> WORK REQUEST: Output all the data exactly as it appears below.

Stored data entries
((
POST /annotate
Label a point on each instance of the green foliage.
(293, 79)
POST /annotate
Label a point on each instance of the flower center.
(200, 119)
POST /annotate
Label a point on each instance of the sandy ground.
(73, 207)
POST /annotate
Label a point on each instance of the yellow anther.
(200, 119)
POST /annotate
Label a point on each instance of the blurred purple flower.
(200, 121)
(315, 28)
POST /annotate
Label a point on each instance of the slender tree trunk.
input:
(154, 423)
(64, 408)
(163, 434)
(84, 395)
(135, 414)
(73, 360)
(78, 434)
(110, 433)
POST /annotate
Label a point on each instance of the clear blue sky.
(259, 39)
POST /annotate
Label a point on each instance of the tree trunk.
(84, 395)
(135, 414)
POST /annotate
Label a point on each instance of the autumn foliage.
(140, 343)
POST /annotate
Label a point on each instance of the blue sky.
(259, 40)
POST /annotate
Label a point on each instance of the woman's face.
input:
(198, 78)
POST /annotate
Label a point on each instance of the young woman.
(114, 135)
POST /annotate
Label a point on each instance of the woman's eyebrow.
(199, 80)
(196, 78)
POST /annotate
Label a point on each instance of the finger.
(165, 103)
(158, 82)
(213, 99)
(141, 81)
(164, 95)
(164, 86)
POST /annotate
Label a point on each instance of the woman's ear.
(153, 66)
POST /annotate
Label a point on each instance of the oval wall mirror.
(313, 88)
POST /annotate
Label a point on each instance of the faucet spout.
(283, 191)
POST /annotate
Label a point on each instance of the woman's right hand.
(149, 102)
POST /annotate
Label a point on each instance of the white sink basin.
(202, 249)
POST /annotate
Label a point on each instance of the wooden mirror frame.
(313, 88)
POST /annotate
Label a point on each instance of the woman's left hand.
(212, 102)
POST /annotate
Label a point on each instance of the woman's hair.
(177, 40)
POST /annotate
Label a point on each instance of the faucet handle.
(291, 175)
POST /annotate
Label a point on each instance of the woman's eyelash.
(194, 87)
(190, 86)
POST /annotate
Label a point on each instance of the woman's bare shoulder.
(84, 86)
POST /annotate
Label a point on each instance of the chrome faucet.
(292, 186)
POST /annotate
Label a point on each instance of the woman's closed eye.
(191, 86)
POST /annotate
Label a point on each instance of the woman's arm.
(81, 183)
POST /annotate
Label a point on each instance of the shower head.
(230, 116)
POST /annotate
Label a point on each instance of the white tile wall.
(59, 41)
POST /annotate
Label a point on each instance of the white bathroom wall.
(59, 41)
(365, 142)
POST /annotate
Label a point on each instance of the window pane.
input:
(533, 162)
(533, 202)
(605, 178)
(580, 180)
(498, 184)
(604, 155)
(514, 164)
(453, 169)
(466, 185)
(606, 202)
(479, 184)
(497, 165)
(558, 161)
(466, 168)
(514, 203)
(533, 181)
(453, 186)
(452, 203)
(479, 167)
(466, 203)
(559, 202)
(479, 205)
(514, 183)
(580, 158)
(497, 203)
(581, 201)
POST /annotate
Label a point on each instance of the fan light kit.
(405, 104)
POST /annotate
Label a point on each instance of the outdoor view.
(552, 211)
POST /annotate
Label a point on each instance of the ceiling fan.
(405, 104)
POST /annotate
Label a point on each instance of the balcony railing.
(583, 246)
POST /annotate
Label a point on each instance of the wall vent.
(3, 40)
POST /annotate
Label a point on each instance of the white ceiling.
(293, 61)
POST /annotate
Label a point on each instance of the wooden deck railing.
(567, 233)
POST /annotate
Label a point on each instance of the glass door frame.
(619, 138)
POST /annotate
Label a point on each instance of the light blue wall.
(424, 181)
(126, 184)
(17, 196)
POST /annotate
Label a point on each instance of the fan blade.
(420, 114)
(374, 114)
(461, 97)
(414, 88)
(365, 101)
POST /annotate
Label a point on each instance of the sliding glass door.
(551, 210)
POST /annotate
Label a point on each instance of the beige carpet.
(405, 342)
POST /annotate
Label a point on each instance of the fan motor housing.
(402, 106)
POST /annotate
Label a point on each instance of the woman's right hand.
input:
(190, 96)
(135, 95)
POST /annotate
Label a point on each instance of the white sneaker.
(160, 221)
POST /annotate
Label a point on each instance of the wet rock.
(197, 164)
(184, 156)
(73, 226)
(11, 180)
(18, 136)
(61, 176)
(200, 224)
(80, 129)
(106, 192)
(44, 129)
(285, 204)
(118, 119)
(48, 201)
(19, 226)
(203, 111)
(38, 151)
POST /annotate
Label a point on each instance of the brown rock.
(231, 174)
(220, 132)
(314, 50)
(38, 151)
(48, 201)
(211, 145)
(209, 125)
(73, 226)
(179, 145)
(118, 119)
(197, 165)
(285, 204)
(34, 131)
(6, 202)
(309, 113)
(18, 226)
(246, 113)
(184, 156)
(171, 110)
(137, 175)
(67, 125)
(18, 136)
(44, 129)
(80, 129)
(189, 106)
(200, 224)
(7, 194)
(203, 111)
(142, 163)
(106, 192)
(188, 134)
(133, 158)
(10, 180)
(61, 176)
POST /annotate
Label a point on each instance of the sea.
))
> PROBLEM SOLUTION:
POST /annotate
Label a point on each instance of the green foliage.
(293, 79)
POST /annotate
Label a point on each instance of the flower center.
(200, 119)
POST /annotate
Label a point on each instance of the sandy ground.
(73, 207)
POST /annotate
Label a point on each instance of the yellow anther.
(200, 119)
POST /annotate
Label a point on each instance of the blurred purple flower.
(200, 121)
(315, 28)
POST /annotate
Label a point on each instance of the slender tree trunk.
input:
(154, 423)
(64, 408)
(163, 434)
(84, 395)
(135, 414)
(73, 360)
(78, 434)
(110, 433)
POST /annotate
Label a point on each instance of the clear blue sky.
(259, 39)
POST /annotate
Label a point on each instance of the tree trunk.
(84, 395)
(135, 414)
POST /annotate
Label a point on each instance of the autumn foliage.
(140, 343)
POST /annotate
Label a point on each instance of the blue sky.
(259, 40)
POST /annotate
Label a point on each instance of the woman's face.
input:
(198, 78)
POST /annotate
Label a point on each instance of the young woman.
(114, 135)
POST /annotate
Label a point on each instance of the woman's eyebrow.
(199, 80)
(196, 78)
POST /annotate
Label a point on each instance of the finger.
(165, 103)
(158, 82)
(213, 99)
(141, 81)
(164, 95)
(164, 86)
POST /annotate
Label a point on each instance of the woman's ear.
(153, 66)
POST /annotate
Label a point on each instance of the oval wall mirror.
(313, 88)
POST /annotate
Label a point on each instance of the faucet spout.
(283, 191)
POST /annotate
Label a point on each instance of the woman's right hand.
(149, 102)
POST /annotate
Label a point on each instance of the white sink basin.
(202, 249)
POST /annotate
Label a point on each instance of the wooden mirror frame.
(313, 88)
POST /annotate
Label a point on each instance of the woman's left hand.
(212, 102)
POST /annotate
Label a point on each instance of the woman's hair.
(177, 40)
POST /annotate
Label a point on each instance of the faucet handle.
(291, 175)
POST /annotate
Label a point on each instance of the woman's eyelash.
(194, 87)
(190, 86)
POST /annotate
Label a point on each instance of the woman's bare shoulder.
(84, 86)
POST /annotate
Label a point on each instance of the chrome faucet.
(292, 186)
POST /annotate
Label a point on each instance of the woman's closed eye.
(191, 86)
POST /annotate
Label a point on each instance of the woman's arm.
(81, 183)
POST /annotate
Label a point on each instance of the shower head.
(230, 116)
POST /annotate
Label a point on each instance of the white tile wall.
(59, 41)
POST /annotate
Label a point on each instance of the white bathroom wall.
(59, 41)
(365, 142)
POST /annotate
Label a point on each instance of the window pane.
input:
(533, 162)
(533, 202)
(605, 178)
(580, 180)
(498, 184)
(604, 155)
(514, 164)
(453, 169)
(466, 185)
(606, 202)
(479, 184)
(497, 165)
(558, 161)
(466, 168)
(514, 203)
(533, 181)
(453, 186)
(452, 203)
(479, 167)
(466, 203)
(559, 202)
(479, 205)
(514, 183)
(580, 158)
(497, 203)
(581, 201)
POST /annotate
Label a point on each instance of the fan light kit.
(405, 104)
POST /annotate
Label a point on each instance of the outdoor view.
(552, 211)
POST /annotate
Label a point on each instance of the ceiling fan.
(405, 104)
POST /annotate
Label a point on each instance of the balcony railing.
(583, 246)
POST /annotate
Label a point on each instance of the wall vent.
(3, 40)
POST /annotate
Label a point on each instance of the white ceiling.
(293, 61)
POST /annotate
Label a point on each instance of the wooden deck railing.
(567, 233)
POST /annotate
Label a point on each instance of the glass door frame.
(619, 138)
POST /annotate
Label a point on each instance of the light blue wall.
(424, 181)
(126, 184)
(17, 196)
POST /annotate
Label a point on each instance of the fan blade.
(420, 114)
(374, 114)
(461, 97)
(414, 88)
(365, 101)
POST /annotate
Label a point on each instance of the sliding glass door.
(551, 210)
POST /annotate
Label a point on each instance of the beige carpet.
(405, 342)
POST /annotate
Label a point on each instance of the fan motor housing.
(402, 106)
POST /annotate
Label a point on each instance of the woman's right hand.
input:
(190, 96)
(135, 95)
POST /annotate
Label a point on each instance of the white sneaker.
(160, 221)
POST /annotate
Label a point on each instance of the wet rock.
(197, 164)
(184, 156)
(73, 226)
(11, 180)
(18, 136)
(61, 176)
(200, 224)
(80, 129)
(106, 192)
(44, 129)
(285, 204)
(118, 119)
(48, 201)
(19, 226)
(203, 111)
(38, 151)
POST /annotate
Label a point on each instance of the brown rock.
(231, 174)
(220, 132)
(314, 50)
(38, 151)
(48, 201)
(211, 145)
(209, 125)
(73, 226)
(179, 145)
(118, 119)
(197, 165)
(285, 204)
(34, 131)
(6, 202)
(309, 113)
(18, 226)
(246, 113)
(184, 156)
(171, 110)
(137, 175)
(67, 125)
(18, 136)
(44, 129)
(80, 129)
(189, 106)
(200, 224)
(7, 194)
(203, 111)
(142, 163)
(106, 192)
(188, 134)
(133, 158)
(10, 180)
(61, 176)
POST /annotate
Label a point on each instance of the sea.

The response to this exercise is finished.